Onfray, Michel: Teoría del viaje. Poética de la geografía. Taurus, Madrid, 2016. 137 páginas. Traducción de Juan Ramón Azaola. Comentario realizado por Edwar Tito García.
A menudo, para abordar el tema de nuestra existencia se ha recurrido a la metáfora del viaje como símil que oriente a recorrer un territorio incierto por el que se ha discurrir. Michael Onfray, autor de best-sellers como Antimanual de filosofía (2005) y Tratado de ateología (2008), a partir de ciertos principios teóricos, presenta el viaje como un sugestivo tema de reflexión.
Como toda aventura, se inicia con «el deseo del viaje» (p. 11) y tiene como telón de fondo la incomprensión entre estos dos modos de estar en el mundo: el errante, que rechaza toda lógica restrictiva; opuesto al sedentario, arraigado en estructuras dominantes y de control. El arte del viajar, que supone el deseo ferviente de movilidad y la pasión por el cambio, es una declaración de principios contra todo aquello que pretenda cuadricular y cronometrar la existencia. La elección de un destino es ineludible porque al tiempo que se busca, atrae y se es requerido por este. Al viajero corresponderá «aumentar el deseo» (p. 29) a través de la lectura, de la búsqueda de información y, sobre todo, con la invocación de los recuerdos, pues, «todo viaje vela y desvela una reminiscencia» (p. 38). El autor sostiene que el viaje ofrece la posibilidad de «hacer realidad la amistad» (p. 49) porque en el trayecto nos encontramos y descubrimos al otro, en una alteridad gratuita, que nos conduce inexorablemente a «encontrarse con la propia subjetividad» (p. 87). Proporciona, asimismo, la ocasión de ensanchar los cinco sentidos y funcionar sensualmente a tope para capturar esos pocos instantes que convierten parcialmente el viaje en inmortal, en claro rechazo a la cultura de la sobreabundancia de imágenes que enturbian y añaden confusión a lo diverso. Para acercarse a esta nueva realidad es preciso «inventar una inocencia» (p. 61), necesaria, que exige el abandono de verdades absolutas para capturar el interior de lo diverso, como el ojo instintivo del artista.

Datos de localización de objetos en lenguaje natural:
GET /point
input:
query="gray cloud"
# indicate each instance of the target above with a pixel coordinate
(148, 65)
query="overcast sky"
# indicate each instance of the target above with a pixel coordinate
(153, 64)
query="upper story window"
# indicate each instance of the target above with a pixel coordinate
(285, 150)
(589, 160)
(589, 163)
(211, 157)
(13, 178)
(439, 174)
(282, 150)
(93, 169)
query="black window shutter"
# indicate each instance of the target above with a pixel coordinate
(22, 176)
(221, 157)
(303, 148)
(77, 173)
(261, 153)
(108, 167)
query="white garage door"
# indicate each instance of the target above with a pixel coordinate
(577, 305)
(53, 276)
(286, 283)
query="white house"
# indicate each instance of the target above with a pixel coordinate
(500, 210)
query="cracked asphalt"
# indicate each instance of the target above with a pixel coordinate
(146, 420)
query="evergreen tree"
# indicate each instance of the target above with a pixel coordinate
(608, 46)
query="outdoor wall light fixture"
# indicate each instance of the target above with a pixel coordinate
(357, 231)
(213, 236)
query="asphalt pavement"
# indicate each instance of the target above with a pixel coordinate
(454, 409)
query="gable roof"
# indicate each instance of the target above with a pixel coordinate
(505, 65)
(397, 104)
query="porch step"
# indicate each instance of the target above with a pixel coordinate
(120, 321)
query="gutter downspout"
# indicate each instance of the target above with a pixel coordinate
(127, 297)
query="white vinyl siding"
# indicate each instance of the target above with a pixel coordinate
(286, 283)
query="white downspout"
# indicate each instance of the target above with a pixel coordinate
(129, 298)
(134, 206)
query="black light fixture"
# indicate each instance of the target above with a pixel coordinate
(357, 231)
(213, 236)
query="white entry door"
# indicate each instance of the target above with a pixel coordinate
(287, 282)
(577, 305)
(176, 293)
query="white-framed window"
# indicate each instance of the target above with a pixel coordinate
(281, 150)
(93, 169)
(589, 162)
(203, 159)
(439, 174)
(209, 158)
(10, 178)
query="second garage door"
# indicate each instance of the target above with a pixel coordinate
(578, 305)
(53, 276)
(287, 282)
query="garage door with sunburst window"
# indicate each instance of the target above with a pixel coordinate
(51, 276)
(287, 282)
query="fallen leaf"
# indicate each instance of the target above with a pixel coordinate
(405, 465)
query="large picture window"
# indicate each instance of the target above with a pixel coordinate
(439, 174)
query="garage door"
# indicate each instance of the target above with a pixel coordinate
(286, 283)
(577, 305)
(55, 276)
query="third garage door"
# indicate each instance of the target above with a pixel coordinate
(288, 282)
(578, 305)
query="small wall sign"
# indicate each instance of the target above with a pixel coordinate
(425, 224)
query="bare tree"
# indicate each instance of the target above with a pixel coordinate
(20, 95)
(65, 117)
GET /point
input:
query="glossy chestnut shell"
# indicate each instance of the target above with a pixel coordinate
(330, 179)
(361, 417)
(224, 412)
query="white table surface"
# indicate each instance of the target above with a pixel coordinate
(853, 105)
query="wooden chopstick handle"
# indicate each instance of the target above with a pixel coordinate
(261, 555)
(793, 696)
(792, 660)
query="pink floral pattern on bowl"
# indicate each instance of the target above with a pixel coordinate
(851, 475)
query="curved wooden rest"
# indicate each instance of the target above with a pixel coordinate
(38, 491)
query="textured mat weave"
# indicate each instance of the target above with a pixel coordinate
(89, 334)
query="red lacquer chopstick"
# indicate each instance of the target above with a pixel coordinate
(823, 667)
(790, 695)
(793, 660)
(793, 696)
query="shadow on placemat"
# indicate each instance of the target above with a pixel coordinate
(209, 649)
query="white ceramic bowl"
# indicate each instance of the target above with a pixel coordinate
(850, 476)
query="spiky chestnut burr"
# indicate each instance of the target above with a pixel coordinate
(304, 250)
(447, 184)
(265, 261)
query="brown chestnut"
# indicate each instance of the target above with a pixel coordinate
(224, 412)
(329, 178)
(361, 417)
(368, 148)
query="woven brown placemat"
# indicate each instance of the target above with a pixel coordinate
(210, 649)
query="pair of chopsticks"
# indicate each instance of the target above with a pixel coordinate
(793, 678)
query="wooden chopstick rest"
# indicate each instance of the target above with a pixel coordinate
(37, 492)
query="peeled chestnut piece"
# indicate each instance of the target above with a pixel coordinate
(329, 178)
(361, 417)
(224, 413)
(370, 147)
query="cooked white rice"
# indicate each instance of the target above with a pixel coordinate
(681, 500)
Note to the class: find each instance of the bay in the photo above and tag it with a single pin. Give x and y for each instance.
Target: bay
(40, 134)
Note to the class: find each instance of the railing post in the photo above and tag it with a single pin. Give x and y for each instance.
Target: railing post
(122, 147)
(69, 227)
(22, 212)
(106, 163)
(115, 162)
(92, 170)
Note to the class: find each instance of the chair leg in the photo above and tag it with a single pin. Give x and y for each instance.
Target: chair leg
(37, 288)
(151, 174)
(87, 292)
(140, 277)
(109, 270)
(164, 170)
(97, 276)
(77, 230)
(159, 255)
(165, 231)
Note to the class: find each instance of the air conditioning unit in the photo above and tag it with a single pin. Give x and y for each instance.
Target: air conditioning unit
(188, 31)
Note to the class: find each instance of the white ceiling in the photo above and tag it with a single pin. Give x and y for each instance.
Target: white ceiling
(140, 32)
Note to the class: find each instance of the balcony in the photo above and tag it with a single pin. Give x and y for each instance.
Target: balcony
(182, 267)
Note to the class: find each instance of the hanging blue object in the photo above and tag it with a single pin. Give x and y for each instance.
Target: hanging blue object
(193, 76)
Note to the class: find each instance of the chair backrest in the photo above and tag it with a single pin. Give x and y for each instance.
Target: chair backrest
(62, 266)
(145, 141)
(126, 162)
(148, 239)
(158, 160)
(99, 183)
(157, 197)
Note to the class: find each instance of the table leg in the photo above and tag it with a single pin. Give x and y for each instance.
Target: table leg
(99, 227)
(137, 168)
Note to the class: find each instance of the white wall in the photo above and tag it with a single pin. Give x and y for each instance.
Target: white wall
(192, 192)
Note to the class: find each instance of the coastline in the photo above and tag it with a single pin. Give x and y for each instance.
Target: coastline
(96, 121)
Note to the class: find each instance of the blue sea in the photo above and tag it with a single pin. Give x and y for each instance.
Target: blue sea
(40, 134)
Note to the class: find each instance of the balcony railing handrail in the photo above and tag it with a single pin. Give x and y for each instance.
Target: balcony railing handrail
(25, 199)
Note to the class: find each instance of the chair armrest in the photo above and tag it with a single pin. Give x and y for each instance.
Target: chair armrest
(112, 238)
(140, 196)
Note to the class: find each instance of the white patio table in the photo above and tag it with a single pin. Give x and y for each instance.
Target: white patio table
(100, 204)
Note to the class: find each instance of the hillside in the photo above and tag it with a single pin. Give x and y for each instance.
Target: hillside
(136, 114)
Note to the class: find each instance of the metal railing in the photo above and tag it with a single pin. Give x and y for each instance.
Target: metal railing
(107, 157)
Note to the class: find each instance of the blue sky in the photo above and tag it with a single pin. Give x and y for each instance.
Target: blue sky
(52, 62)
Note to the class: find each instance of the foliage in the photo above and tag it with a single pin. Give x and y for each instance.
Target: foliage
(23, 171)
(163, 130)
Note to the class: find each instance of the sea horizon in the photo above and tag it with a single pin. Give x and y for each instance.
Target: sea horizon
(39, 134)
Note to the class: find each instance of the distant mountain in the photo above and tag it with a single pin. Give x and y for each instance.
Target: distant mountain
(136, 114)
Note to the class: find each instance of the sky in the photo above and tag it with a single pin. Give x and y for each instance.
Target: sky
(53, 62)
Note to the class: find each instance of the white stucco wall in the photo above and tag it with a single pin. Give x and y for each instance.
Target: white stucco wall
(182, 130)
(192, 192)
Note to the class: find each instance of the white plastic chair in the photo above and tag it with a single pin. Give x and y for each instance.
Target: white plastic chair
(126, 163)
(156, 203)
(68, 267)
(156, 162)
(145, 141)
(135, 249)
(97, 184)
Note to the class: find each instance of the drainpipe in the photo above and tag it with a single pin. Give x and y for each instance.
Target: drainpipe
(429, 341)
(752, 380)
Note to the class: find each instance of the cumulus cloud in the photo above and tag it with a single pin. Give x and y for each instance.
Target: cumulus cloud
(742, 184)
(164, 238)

§ **Tareas del ejercicio**
1. Transcribe de la reseña sobre Teoría del viaje el fragmento que va desde "Onfray, Michel: Teoría" hasta "Edwar Tito García.", ambos incluidos.
2. Según la reseña sobre Teoría del viaje, ¿quién tradujo el libro?

§ **Tus respuestas**
1.
Onfray, Michel: Teoría del viaje. Poética de la geografía. Taurus, Madrid, 2016. 137 páginas. Traducción de Juan Ramón Azaola. Comentario realizado por Edwar Tito García.

2. Juan Ramón Azaola.